→ Referring expression data:
--- START ---
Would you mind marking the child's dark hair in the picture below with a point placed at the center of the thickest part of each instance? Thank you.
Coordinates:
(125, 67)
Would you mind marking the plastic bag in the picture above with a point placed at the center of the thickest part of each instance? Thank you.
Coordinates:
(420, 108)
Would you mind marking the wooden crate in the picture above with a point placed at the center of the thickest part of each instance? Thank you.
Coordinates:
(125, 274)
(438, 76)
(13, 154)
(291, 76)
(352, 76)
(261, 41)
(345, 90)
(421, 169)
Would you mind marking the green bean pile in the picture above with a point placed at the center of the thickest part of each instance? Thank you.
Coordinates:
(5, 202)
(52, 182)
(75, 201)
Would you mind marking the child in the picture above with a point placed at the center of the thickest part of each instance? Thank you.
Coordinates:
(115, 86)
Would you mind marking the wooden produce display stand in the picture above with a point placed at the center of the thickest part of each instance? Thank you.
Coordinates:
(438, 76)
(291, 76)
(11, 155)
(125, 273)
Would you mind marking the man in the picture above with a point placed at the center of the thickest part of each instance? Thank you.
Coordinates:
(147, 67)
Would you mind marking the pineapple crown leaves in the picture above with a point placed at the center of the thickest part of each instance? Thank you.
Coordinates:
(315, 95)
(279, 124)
--- END ---
→ TASK BRIEF: What's wanted is each line above, transcribed with nothing altered.

→ RESPONSE:
Would you mind marking the child's dark hair in the picture below with a point placed at the center of the thickest part of each instance? Thank you.
Coordinates:
(125, 67)
Would you mind marking the plastic bag in the picture above with a point placed at the center of the thickest part of each instance? Thank you.
Coordinates:
(420, 108)
Would you mind marking the wooden crate in the picture above with a point placed at the center of the thickest part of each instance? Thank you.
Coordinates:
(125, 274)
(438, 76)
(13, 154)
(291, 76)
(352, 76)
(261, 41)
(345, 90)
(421, 169)
Would you mind marking the green bean pile in the picture above with a point placed at the center of the thickest part of each instance? Thank you.
Coordinates:
(5, 202)
(52, 182)
(75, 201)
Would you mind marking the child in the picture above with a point placed at the center of the thickest part of each instance? Thank you.
Coordinates:
(115, 86)
Would you mind marking the wooden produce display stand in the picture above with a point placed at the center of the thickest part of each instance? Thank you.
Coordinates:
(438, 76)
(291, 76)
(11, 155)
(125, 273)
Would you mind marking the man in the picture above with a point placed at the center of the thickest part of each instance? Thank you.
Coordinates:
(147, 67)
Would you mind marking the pineapple crown leaves in the picture above with a point placed at the center of the thickest part of each instance? Thank you.
Coordinates:
(315, 95)
(279, 124)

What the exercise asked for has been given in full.